-- Aim --
Extract each line of the listing below that contains the word "above". Reproduce every such line in full.

-- Input material --
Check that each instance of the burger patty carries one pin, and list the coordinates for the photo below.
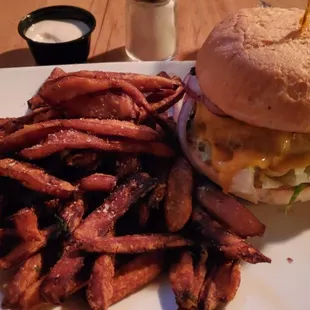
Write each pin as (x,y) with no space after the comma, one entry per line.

---

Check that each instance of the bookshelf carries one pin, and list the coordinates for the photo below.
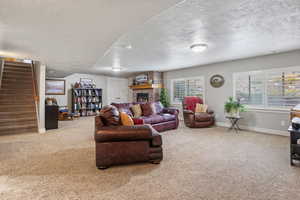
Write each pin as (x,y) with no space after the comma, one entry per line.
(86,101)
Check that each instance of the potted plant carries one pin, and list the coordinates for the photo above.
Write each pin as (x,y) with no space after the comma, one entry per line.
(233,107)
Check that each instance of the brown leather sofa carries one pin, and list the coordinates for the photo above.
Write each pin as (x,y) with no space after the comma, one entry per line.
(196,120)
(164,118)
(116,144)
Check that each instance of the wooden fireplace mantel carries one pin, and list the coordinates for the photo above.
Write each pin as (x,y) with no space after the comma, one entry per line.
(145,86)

...

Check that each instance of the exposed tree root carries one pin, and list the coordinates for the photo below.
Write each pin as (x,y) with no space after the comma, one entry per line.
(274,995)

-- Solved problem --
Check that each instance of the potted plant carries one pin, and list the coordinates for the photo above.
Check that each instance of the brown leather sofa carries one pin, and list the coordinates for the photo above.
Check that each instance of the wooden fireplace mantel carries one pin, and list the coordinates for the photo above.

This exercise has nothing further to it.